Schriftlicher Auftrag 1: Welche Beitragsschreiber sehen laut dem Text über Gothic und Gesellschaftskritik ihre Gründe, Kritik an der Gesellschaft zu üben, nicht als szenetypisch an?

Seitentext:
Wir hatten wieder einmal einige Fragen gestellt, deren Erste sich darum drehte, was genau man warum ablehnt und ob die Gründe von Euch als Szene-typisch angesehen werden.

Es wurde, auch in Kurzbeiträgen von Satoria und Markus, eine vielfältige Menge an Gründen genannt, von denen euch insbesondere Diskriminierung, Egoismus, soziale Verrohung, Schnelllebigkeit, Grausamkeit, Oberflächlichkeit, Konsumwahn, Umweltzerstörung, Konservativismus, Religion und Kleingeistigkeit am am häufigsten gegen den Strich ging. Bei manchen, wie Tanzfledermaus, Svartur Nott oder der Fledermama resultiert dies in ausgeprägter Misantrophie und der Erkenntnis: „(…) allgemein ist der Mensch einfach scheiße„.

Bezugnehmend auf den zweiten Frageteil sehen die Beitragsschreiber GM, Lilia, Orphi, Tanzfledermaus und Prinzessin ihre Gründe Kritik an der Gesellschaft zu üben nicht als szene-typisch an. Orphi meint dazu „(…) es ist doch Blödsinn, heute anzunehmen, dass Gothic auf einer Art Gesellschaftskritik beruht, die uns dazu bringt, dass wir uns anders verhalten als der Rest der Gesellschaft. Ganz im Gegenteil. Bis auf einige wenige Ausnahmen verhalten wir uns im Alltag unauffällig, verdecken unsere Sidecuts, wenn es der Arbeitgeber verlangt, ziehen uns moderate schwarze Klamotten von H & M an und erzählen andauernd jedem, der es hören oder nicht hören will, dass wir „ganz normal“ sind.“) und stellt damit bereits die Prämisse, Goth und Gesellschaftskritik hätten etwas miteinander zu tun, in Frage.

Auflistung zu Beschriftung und Segmentierung
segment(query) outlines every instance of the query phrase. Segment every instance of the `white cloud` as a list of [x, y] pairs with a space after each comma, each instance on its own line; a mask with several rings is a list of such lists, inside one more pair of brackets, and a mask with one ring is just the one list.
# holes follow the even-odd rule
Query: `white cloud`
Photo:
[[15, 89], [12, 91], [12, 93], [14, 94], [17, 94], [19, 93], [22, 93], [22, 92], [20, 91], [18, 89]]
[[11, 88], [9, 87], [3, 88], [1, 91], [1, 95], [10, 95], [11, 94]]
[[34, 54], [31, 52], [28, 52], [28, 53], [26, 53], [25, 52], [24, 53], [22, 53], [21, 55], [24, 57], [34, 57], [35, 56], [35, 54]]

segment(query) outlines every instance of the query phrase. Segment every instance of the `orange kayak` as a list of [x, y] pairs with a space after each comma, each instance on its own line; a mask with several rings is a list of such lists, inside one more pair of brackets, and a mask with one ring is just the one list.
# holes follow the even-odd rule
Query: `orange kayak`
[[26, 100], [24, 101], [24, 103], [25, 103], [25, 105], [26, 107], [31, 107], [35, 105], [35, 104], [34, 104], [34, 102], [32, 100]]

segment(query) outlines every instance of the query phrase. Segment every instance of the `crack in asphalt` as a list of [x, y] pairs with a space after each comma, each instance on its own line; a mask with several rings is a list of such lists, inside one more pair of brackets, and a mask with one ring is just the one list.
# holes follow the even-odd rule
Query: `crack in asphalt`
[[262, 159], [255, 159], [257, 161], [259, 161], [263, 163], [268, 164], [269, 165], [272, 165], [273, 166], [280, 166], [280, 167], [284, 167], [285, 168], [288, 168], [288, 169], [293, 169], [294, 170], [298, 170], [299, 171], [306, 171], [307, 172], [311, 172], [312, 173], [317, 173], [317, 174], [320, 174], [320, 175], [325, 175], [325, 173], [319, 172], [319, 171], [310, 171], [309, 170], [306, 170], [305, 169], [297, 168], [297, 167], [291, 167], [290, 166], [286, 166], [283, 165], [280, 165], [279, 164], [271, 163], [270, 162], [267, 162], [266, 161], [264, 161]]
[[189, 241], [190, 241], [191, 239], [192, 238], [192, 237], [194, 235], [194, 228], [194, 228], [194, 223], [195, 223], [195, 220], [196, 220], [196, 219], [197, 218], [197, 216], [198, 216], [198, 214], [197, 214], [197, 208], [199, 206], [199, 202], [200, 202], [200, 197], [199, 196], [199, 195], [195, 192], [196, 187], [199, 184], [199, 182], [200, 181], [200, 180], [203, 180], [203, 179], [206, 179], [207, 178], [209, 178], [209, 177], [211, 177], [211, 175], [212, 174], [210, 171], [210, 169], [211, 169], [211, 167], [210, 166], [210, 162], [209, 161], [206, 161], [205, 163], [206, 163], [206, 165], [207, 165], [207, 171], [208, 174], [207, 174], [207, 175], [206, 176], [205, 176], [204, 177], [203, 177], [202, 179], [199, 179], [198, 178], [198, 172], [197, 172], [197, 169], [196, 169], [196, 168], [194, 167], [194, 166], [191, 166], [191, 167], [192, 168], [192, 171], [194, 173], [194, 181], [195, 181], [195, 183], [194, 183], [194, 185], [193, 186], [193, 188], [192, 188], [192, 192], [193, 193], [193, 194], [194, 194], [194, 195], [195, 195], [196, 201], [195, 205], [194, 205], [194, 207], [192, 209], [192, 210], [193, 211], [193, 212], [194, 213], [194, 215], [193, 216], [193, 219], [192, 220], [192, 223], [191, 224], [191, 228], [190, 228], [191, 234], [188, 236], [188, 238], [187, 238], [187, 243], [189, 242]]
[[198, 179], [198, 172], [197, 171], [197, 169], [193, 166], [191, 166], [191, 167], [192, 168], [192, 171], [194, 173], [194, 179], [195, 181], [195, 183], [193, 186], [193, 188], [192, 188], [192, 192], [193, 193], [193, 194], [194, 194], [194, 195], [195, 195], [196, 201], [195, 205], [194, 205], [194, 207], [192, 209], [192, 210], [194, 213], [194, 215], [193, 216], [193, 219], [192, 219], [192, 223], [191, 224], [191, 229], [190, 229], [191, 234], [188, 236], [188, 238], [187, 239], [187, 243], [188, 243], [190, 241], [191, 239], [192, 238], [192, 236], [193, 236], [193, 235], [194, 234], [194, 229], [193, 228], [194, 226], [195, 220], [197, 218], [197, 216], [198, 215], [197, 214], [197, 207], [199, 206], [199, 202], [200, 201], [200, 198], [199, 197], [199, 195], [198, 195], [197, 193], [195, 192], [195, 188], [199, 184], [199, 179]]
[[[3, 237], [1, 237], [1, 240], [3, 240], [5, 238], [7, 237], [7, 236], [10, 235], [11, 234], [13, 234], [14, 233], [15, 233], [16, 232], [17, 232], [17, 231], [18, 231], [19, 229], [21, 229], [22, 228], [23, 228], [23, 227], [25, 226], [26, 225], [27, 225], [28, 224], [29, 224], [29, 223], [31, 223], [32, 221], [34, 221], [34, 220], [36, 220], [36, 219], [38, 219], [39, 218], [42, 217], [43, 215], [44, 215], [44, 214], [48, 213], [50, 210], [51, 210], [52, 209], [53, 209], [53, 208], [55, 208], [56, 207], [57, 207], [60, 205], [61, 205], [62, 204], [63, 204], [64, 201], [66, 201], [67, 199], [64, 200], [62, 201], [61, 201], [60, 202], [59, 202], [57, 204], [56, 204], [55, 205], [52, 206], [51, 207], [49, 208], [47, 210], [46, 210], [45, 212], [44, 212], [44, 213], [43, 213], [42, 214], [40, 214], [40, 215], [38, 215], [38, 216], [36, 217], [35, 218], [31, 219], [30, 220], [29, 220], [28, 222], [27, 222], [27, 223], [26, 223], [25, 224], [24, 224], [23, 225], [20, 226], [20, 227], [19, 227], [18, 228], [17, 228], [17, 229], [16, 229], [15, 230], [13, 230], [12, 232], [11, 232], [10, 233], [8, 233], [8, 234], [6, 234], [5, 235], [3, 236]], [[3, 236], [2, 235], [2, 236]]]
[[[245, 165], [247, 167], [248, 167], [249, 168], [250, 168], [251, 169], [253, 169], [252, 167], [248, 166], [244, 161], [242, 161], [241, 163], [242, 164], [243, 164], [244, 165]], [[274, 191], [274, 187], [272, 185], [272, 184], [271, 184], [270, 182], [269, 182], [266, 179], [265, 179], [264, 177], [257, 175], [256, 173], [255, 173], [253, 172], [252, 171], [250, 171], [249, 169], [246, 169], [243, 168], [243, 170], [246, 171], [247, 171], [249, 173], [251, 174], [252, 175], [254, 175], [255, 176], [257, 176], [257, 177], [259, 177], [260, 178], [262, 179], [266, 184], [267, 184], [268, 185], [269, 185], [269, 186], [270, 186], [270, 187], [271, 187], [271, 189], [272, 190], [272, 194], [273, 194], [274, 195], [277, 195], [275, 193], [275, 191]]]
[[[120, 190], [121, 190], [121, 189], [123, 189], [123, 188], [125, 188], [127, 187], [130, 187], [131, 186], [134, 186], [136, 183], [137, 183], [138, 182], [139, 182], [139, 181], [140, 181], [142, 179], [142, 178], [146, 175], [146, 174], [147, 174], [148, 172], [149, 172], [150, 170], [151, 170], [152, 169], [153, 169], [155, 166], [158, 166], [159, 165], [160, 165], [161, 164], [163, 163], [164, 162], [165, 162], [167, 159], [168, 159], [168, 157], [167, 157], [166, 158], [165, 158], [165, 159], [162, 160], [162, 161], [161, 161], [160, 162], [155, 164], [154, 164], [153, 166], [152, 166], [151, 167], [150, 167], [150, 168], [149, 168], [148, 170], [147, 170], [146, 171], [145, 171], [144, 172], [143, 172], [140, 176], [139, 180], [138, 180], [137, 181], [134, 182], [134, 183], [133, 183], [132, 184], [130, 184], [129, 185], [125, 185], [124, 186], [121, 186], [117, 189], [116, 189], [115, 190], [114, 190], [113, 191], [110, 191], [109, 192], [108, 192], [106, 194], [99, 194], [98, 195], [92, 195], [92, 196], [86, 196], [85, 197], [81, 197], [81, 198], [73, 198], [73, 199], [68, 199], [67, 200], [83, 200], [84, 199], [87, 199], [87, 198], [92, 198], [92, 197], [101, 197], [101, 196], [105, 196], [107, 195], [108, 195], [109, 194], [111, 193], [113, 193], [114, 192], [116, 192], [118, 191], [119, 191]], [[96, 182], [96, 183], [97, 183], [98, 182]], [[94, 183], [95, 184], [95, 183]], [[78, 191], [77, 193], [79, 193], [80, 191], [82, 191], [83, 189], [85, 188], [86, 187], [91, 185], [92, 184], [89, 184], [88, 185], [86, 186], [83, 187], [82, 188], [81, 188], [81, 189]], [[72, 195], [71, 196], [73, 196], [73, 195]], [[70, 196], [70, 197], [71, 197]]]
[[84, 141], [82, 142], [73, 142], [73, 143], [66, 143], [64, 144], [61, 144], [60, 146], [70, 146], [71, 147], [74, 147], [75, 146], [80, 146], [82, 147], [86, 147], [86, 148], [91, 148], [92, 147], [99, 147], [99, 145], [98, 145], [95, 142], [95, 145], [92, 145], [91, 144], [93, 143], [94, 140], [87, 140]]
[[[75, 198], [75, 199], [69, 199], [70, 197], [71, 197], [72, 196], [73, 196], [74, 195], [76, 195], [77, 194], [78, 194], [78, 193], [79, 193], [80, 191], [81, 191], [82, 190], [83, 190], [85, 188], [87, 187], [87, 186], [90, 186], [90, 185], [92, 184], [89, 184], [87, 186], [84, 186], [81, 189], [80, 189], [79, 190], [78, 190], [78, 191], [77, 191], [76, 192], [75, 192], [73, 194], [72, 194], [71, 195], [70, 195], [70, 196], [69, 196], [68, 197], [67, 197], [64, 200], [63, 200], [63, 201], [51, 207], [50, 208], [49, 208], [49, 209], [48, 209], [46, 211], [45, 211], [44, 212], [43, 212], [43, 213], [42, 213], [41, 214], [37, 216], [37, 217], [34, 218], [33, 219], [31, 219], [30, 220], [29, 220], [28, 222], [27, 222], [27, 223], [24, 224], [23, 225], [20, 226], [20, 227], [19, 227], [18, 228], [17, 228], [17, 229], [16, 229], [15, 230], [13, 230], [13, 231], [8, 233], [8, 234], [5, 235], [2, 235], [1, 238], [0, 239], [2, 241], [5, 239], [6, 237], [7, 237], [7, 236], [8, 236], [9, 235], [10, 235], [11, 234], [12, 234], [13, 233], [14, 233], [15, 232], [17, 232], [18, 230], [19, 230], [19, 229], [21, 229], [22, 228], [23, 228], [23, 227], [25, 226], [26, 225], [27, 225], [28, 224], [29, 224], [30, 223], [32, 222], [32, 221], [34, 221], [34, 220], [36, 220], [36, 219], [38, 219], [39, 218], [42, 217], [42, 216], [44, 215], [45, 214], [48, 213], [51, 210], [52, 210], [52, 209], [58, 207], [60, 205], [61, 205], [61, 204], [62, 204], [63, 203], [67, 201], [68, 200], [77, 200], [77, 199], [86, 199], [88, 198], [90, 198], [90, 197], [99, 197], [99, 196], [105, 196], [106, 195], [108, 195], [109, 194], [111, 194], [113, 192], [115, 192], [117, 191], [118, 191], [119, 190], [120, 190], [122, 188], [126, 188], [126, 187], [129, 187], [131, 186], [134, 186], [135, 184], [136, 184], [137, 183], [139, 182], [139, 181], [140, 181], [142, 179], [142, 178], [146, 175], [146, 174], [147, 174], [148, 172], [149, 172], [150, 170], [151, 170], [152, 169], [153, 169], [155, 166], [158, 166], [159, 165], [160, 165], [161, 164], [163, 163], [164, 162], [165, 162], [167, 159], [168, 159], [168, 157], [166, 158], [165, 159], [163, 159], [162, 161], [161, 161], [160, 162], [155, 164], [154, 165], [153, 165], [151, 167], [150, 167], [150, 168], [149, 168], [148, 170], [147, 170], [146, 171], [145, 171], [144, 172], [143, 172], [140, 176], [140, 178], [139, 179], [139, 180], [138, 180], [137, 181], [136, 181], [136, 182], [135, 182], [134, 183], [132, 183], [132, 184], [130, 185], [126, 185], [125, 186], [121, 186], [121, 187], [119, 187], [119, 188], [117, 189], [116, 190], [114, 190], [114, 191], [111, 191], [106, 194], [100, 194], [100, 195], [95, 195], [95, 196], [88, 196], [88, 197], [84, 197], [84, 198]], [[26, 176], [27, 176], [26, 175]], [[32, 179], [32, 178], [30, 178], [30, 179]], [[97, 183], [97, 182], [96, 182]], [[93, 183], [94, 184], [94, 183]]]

Schriftlicher Auftrag 2: Aktualisiere in der Auflistung alles vom Anfang bis einschließlich der Zeile mit „56], [35, 54]]“, indem du „Photo“ durch „Image“ ersetzt und sonst nichts veränderst. Gib nur diese Zeilen aus.

Antwort zur Aufgabe 1: GM, Lilia, Orphi, Tanzfledermaus und Prinzessin.

Antwort zur Aufgabe 2:
segment(query) outlines every instance of the query phrase. Segment every instance of the `white cloud` as a list of [x, y] pairs with a space after each comma, each instance on its own line; a mask with several rings is a list of such lists, inside one more pair of brackets, and a mask with one ring is just the one list.
# holes follow the even-odd rule
Query: `white cloud`
Image:
[[15, 89], [12, 91], [12, 93], [14, 94], [17, 94], [19, 93], [22, 93], [22, 92], [20, 91], [18, 89]]
[[11, 88], [9, 87], [3, 88], [1, 91], [1, 95], [10, 95], [11, 94]]
[[34, 54], [31, 52], [28, 52], [28, 53], [26, 53], [25, 52], [24, 53], [22, 53], [21, 55], [24, 57], [34, 57], [35, 56], [35, 54]]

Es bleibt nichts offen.